### TRECHO SELECIONADO
══════

Restou a venda. A Notícia ficou de apresentar, no encontro seguinte, um balanço da situação financeira da empresa. Na segunda reunião, em 15 de agosto, com a presença de técnicos de controladoria da RBS, foram discutidos, previamente, os números do jornal: faturamento, despesas, dimensionamento do contencioso cível e trabalhista. Fez-se um pré-contrato. O grupo enviou auditores a Joinville para, em poucos dias, conferir as informações. A RBS admitira assumir o contencioso trabalhista e cível do jornal – um montante inferior a 5 milhões de reais, grande parte já em depósitos judiciais. Só faltava, então, definir o valor da venda.

Quando os executivos da RBS apresentaram a possibilidade de compra de A Notícia, no primeiro encontro, Thomazi perguntou-se: "Quanto vale o jornal?" Como calcular o valor de um veículo que circulava há 83 anos, com circulação paga de 32 mil exemplares em 260 municípios, faturamento de 30,3 milhões de reais em 2005, 437 empregados e um título tradicional e de credibilidade?

"Eu não tinha a mínima idéia", conta Thomazi. "Nós não tínhamos nos preparado para vender a empresa. Não sabia nem o que podia valer. Nunca fizemos uma avaliação."

A referência veio precisamente de um telefonema para Marcello Petrelli, a noiva abandonada no altar da sociedade para o lançamento do Notícias do Dia em Joinville.

"Marcello, você, que é do ramo, tem uma idéia do que pode valer?"

"Olha, Thomazi, acho que um jornal como o teu vale, no mínimo, entre R$ 40 milhões e R$ 60 milhões."

"Não recebi pressão"

Na terceira e última reunião, em 23 de agosto, fez-se a negociação que levou ao contrato. A primeira proposta da RBS, de 30 milhões de reais, apresentada no encontro anterior, foi rejeitada. Amparado nas contas de Petrelli, Thomazi pediu o dobro.

"Foram feitas muitas propostas ao longo da conversa", resume, evasivo, o ex-dono de A Notícia. "Houve muitos momentos durante a mesma reunião."

O momento-chave foi um encontro a sós entre Thomazi e Nelson Sirotsky, solicitado por este. No diálogo, o presidente da RBS apresentou os planos do grupo para, caso a compra de A Notícia não se concretizasse, lançar um jornal concorrente em Joinville. O grupo teria capital para suportar a operação deficitária do veículo durante mais de uma década. A sede da RBS TV na região, recentemente reformada, estava pronta para abrigar a nova empresa. Cortês e elegante, Sirotsky deixou Thomazi encalacrado entre as possibilidades de vender o jornal de imediato, realizando retorno para os acionistas, ou manter A Notícia sob forte concorrência – e, talvez, ter de vendê-lo no futuro por uma ninharia.

Thomazi nega ter recebido ameaças durante a negociação:

"A gente sabia que haveria um momento em que eles iriam pôr um jornal aqui. Mas a venda não foi em decorrência disso. Não recebi pressão alguma, de parte alguma, de ninguém. Nem da comunidade."

══════

### Itens armazenados de uma coleção
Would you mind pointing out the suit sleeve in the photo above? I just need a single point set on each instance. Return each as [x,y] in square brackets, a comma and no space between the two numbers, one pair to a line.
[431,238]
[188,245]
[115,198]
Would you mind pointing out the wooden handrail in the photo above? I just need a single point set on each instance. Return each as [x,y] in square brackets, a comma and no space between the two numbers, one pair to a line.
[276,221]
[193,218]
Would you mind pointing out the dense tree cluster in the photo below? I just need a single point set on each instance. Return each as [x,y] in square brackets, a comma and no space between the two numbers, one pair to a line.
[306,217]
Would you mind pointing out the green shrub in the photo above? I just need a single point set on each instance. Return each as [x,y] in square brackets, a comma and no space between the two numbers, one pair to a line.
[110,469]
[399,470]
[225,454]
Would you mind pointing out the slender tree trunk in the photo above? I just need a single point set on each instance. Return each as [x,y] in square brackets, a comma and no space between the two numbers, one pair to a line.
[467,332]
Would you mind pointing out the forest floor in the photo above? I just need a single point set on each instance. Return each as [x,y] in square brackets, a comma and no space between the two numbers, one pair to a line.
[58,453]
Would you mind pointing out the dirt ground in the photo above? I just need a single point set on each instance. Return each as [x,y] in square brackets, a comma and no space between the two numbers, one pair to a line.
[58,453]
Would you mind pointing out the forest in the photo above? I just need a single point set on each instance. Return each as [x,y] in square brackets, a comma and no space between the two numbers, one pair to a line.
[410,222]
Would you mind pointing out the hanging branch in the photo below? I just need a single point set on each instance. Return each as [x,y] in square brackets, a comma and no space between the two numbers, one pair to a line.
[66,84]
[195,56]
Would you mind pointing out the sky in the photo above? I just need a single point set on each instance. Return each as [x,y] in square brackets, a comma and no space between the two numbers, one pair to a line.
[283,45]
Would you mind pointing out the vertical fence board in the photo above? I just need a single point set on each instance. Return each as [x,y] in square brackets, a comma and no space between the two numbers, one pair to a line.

══════

### INSTRUÇÕES
a) Com base no trecho sobre a venda de A Notícia, responda:
(i) Em que data ocorreu a segunda reunião?
(ii) Quantos empregados o jornal tinha?
(iii) Qual foi o valor da primeira proposta da RBS?
b) Transcreva fielmente, do trecho sobre a venda de A Notícia, o segmento que vai de "O momento-chave foi" até "por uma ninharia.".
Use somente o trecho como fonte.

### RESPOSTAS
a)
(i) Em 15 de agosto.
(ii) 437 empregados.
(iii) 30 milhões de reais.

b)
O momento-chave foi um encontro a sós entre Thomazi e Nelson Sirotsky, solicitado por este. No diálogo, o presidente da RBS apresentou os planos do grupo para, caso a compra de A Notícia não se concretizasse, lançar um jornal concorrente em Joinville. O grupo teria capital para suportar a operação deficitária do veículo durante mais de uma década. A sede da RBS TV na região, recentemente reformada, estava pronta para abrigar a nova empresa. Cortês e elegante, Sirotsky deixou Thomazi encalacrado entre as possibilidades de vender o jornal de imediato, realizando retorno para os acionistas, ou manter A Notícia sob forte concorrência – e, talvez, ter de vendê-lo no futuro por uma ninharia.